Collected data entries
◇ ◇ ◇ ◇ ◇

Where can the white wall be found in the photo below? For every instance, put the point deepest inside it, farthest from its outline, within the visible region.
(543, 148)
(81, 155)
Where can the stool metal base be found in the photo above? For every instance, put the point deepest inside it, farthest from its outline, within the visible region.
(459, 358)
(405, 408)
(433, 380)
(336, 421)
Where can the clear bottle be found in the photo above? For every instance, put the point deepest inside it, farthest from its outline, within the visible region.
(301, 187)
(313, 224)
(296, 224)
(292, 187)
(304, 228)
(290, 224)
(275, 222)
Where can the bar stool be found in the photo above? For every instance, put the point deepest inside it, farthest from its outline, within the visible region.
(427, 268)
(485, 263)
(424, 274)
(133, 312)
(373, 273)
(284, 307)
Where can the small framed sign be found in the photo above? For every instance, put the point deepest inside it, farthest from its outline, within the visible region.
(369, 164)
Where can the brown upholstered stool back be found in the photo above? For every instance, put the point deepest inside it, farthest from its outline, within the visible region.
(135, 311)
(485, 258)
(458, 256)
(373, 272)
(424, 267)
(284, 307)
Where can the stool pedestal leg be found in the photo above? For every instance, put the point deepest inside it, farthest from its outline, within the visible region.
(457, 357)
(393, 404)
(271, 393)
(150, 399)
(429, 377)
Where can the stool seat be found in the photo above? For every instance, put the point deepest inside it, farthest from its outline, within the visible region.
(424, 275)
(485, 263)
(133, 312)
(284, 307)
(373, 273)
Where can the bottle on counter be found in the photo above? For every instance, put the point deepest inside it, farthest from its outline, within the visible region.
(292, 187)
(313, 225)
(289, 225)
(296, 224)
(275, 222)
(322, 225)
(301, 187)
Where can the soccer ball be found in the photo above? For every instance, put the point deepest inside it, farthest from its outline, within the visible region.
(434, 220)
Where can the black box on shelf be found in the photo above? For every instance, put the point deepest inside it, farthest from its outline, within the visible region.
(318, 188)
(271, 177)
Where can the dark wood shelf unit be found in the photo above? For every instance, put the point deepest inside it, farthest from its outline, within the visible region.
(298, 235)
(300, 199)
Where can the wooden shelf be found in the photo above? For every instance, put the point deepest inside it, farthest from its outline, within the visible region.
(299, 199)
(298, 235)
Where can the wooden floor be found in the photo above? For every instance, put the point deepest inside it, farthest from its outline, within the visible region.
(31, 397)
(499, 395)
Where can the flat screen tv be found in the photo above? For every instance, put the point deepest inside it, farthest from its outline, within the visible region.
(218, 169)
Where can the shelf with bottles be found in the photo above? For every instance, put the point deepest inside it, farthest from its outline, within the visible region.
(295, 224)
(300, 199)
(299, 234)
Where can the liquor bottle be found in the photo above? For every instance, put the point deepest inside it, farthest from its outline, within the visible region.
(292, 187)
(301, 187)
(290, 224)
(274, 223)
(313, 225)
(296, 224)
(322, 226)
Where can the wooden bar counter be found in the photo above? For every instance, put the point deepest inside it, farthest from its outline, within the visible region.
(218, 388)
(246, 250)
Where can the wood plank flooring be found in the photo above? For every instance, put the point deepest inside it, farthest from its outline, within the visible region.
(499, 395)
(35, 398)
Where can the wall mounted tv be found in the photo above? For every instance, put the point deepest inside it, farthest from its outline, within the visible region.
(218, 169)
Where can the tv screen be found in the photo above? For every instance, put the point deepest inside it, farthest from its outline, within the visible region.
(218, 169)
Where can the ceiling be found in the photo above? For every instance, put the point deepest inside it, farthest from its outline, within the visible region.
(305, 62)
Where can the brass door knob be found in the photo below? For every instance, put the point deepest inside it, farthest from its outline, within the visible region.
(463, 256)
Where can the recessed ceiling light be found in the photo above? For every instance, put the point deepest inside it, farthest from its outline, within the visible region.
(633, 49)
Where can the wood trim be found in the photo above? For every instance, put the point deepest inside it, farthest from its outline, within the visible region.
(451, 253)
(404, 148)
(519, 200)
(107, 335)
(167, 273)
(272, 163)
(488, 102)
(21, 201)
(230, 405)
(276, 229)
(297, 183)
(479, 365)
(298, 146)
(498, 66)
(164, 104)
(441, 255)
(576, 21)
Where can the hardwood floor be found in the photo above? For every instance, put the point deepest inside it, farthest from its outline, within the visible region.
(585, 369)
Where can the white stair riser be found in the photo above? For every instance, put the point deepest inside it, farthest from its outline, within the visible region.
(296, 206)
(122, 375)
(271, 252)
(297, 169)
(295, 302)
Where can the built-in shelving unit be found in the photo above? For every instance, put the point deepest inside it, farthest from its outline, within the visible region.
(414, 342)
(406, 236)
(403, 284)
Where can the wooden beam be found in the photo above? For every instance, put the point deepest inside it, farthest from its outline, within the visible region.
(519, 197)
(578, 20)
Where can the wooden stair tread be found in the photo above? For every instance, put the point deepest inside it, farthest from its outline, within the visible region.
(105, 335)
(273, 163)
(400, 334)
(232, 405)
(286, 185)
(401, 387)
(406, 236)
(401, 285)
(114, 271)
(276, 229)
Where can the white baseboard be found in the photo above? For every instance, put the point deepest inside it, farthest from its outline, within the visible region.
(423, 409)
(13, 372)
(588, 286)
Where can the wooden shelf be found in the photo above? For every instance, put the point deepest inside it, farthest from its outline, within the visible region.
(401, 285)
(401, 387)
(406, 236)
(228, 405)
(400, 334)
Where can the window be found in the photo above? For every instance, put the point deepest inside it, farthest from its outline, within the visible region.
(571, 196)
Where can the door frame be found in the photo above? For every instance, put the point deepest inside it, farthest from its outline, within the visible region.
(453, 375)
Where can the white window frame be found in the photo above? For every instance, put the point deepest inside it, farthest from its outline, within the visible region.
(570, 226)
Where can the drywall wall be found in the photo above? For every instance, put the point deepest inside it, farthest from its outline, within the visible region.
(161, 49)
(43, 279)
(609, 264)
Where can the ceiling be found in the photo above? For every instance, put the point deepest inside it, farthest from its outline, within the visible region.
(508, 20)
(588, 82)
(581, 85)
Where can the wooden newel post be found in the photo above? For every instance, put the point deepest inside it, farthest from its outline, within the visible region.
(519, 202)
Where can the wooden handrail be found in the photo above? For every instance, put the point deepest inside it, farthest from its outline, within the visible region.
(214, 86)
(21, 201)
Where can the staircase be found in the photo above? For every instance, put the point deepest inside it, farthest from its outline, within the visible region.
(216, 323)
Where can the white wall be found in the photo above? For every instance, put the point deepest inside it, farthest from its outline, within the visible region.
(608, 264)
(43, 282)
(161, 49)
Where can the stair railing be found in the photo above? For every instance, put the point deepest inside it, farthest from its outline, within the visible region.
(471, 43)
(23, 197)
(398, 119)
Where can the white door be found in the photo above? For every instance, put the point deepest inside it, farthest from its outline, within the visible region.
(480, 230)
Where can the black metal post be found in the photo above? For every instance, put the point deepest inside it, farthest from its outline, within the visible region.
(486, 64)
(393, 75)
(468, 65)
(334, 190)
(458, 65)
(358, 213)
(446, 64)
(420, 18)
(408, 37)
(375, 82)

◇ ◇ ◇ ◇ ◇

__REQUIRED ACTION__
An acceptable answer repeats every entry exactly, with nothing omitted.

__EXERCISE SOLUTION__
Where can the white wall be found in the photo below? For every instance, put the point deepest inside it, farthest from its outline, within the visible region.
(543, 148)
(81, 155)
Where can the stool metal base be found in the photo above? For every instance, put the point deepest inside it, farthest from its outline, within the visible region.
(459, 358)
(405, 408)
(433, 380)
(336, 421)
Where can the clear bottle be found in the photo above? For every instance, put the point deepest inside it, farthest from its outline, within the visible region.
(301, 187)
(313, 224)
(296, 224)
(292, 187)
(304, 228)
(290, 224)
(275, 222)
Where can the bar stool be found in the photo above? For every instance, put the point deepest inside it, farthest from its outline, within the visible region.
(427, 268)
(485, 263)
(424, 274)
(133, 312)
(373, 273)
(284, 307)
Where can the small framed sign be found in the photo above? For every instance, put the point deepest inside it, farthest from its outline, within the visible region.
(369, 164)
Where can the brown upholstered stool back be found in the photo above? For every instance, put the point deepest inside it, farthest from its outline, within the visible region.
(135, 311)
(485, 258)
(458, 256)
(373, 272)
(424, 267)
(284, 307)
Where can the stool pedestal leg be found in the photo above? For every instance, put the point deepest inside it, farthest from its outline, within the visible region.
(457, 357)
(393, 404)
(271, 393)
(150, 399)
(429, 377)
Where can the stool seat be found in the photo above? For every instance, put the point deepest inside it, farthest from its outline, within the visible region.
(424, 275)
(485, 263)
(133, 312)
(284, 307)
(373, 273)
Where can the bottle on counter be found in the photo above? For every instance, put the point deepest inside it, farthest from its outline, within the visible region.
(292, 187)
(313, 225)
(289, 225)
(296, 224)
(275, 222)
(322, 225)
(301, 187)
Where can the soccer ball be found in the photo above? For every instance, put the point deepest inside it, farthest from its outline, within the visible region.
(434, 220)
Where can the black box on shelf be found in the photo above? For every instance, put the point deepest inside it, farthest from its outline, within the visible region.
(318, 188)
(271, 177)
Where can the dark wood shelf unit be found in the photo above? For every instance, put the point deepest inside it, farthest from its outline, within the visible region.
(298, 235)
(300, 199)
Where can the wooden shelf be found in the photo above? For every instance, put the point deepest inside it, farthest from its outline, within the visible region.
(299, 199)
(298, 235)
Where can the wooden floor be found in the photo above? For every instance, put the point deepest inside it, farthest from its outline, within the visible region.
(31, 397)
(499, 395)
Where can the flat screen tv be found in the photo above? For every instance, put the point deepest inside it, farthest from its outline, within the visible region.
(218, 169)
Where can the shelf with bottles be found in the photo above? For every instance, put the point deepest inside it, farthest from its outline, within the visible region.
(295, 224)
(300, 199)
(299, 234)
Where can the liquor bottle be found in the photo above? For every instance, put the point deepest inside it, farthest from its outline, within the visible region.
(292, 187)
(301, 187)
(290, 224)
(274, 223)
(313, 225)
(296, 224)
(322, 226)
Where can the wooden bar counter be found in the photo above? For every instance, put the point deepest inside it, farthest from its outline, within the visible region.
(218, 388)
(246, 250)
Where can the wood plank flooring be found in the photo above? For every instance, put the point deepest inside it, farthest from its outline, within the visible region.
(499, 395)
(35, 398)
Where can the wall mounted tv be found in the photo above? For every instance, put the point deepest inside it, farthest from its outline, within the visible region.
(218, 169)
Where can the tv screen be found in the photo above? For every instance, put the point deepest inside it, farthest from its outline, within the visible region.
(218, 169)
Where can the ceiling be found in the photo above? For every instance, put the point deepest inside it, farthest from its outline, within the visible region.
(305, 62)
Where can the brass door knob be found in the photo below? For every instance, put the point deepest inside it, farthest from its outline, within the visible region.
(463, 256)
Where can the recessed ceiling light be found in the photo above? For every instance, put the point deepest inside it, farthest from its outline, within the visible region.
(633, 49)
Where can the wood trim be found in the photo above? For every instance, put the point deepest inside it, farthest from its outline, within the visible region.
(451, 253)
(404, 148)
(519, 200)
(107, 335)
(167, 273)
(272, 163)
(488, 102)
(21, 201)
(230, 405)
(276, 229)
(297, 183)
(479, 365)
(298, 146)
(498, 66)
(164, 104)
(441, 255)
(576, 21)
Where can the hardwood floor be found in the photo above? For every instance, put the point deepest inside it, farthest from its outline, within the visible region.
(585, 369)
Where can the white stair riser be found in the photo above? For every instance, put the point deepest inside it, farthest from its outline, within the visible region.
(296, 206)
(122, 375)
(271, 252)
(297, 169)
(295, 302)
Where can the built-in shelving unit be found in the photo above? For every instance, put the point deepest inside it, farthest from its outline, within the visible region.
(414, 342)
(406, 236)
(403, 284)
Where can the wooden beam be found in the photo above? For every instance, put the point deepest inside it, farthest from its outline, within the visible region.
(519, 197)
(578, 20)
Where can the wooden stair tread be found in the photo above? For every instance, put the point deepest inside it, farthest from its outline, within the visible region.
(105, 335)
(273, 163)
(400, 334)
(232, 405)
(286, 185)
(401, 387)
(406, 236)
(401, 285)
(114, 271)
(276, 229)
Where can the white baseboard be found in the photo above? For every instance, put the point deepest inside it, farthest from its outline, within the visible region.
(423, 409)
(13, 372)
(588, 286)
Where can the wooden shelf be found in the photo above? For every instance, put the point deepest inside it, farthest from its outline, within the visible region.
(401, 285)
(401, 387)
(406, 236)
(228, 405)
(400, 334)
Where can the window be found in the photo above? For every instance, put the point deepest inside it, farthest from its outline, within the visible region.
(571, 196)
Where can the door frame be found in the photo above? For every instance, put the point deepest inside it, farthest from its outline, within the visible region.
(453, 375)
Where can the white window frame be found in the photo above? For every instance, put the point deepest inside it, farthest from its outline, within the visible region.
(570, 226)
Where can the drywall wall be found in the photo above? For every instance, put the point deepest inside it, farthest from its outline, within the visible region.
(161, 49)
(43, 279)
(609, 264)
Where can the ceiling be found in the photo above? For every instance, put the point deepest inside it, farthest from its outline, within the visible region.
(508, 20)
(588, 82)
(581, 85)
Where can the wooden newel post be found in the photo above? For every instance, put the point deepest inside it, farthest from its outline, within the visible region.
(519, 202)
Where can the wooden handrail be found in the photo above? For every instance, put the point deepest inside it, farthest from its outline, within the visible region.
(214, 86)
(21, 201)
Where can the staircase be found in the photo above? For every instance, put the point deepest inside it, farthest from its outline, within the visible region.
(216, 323)
Where can the white wall be found in the photo above? For every instance, put the point deepest inside it, farthest from its outline, within the visible region.
(608, 264)
(43, 282)
(161, 49)
Where can the stair railing be found in the photo above? For every instance, put the point deepest inside it, farthest from its outline, within the visible region.
(471, 43)
(23, 197)
(398, 119)
Where can the white door be found in the photo above? For every instance, put the point deepest inside it, farthest from its outline, within the visible region.
(480, 230)
Where can the black metal post be found in the photo above? For every instance, put the point deepest inside it, farthest from its outline, within the visible region.
(486, 64)
(393, 75)
(468, 65)
(334, 190)
(458, 65)
(358, 213)
(446, 64)
(420, 18)
(408, 37)
(375, 82)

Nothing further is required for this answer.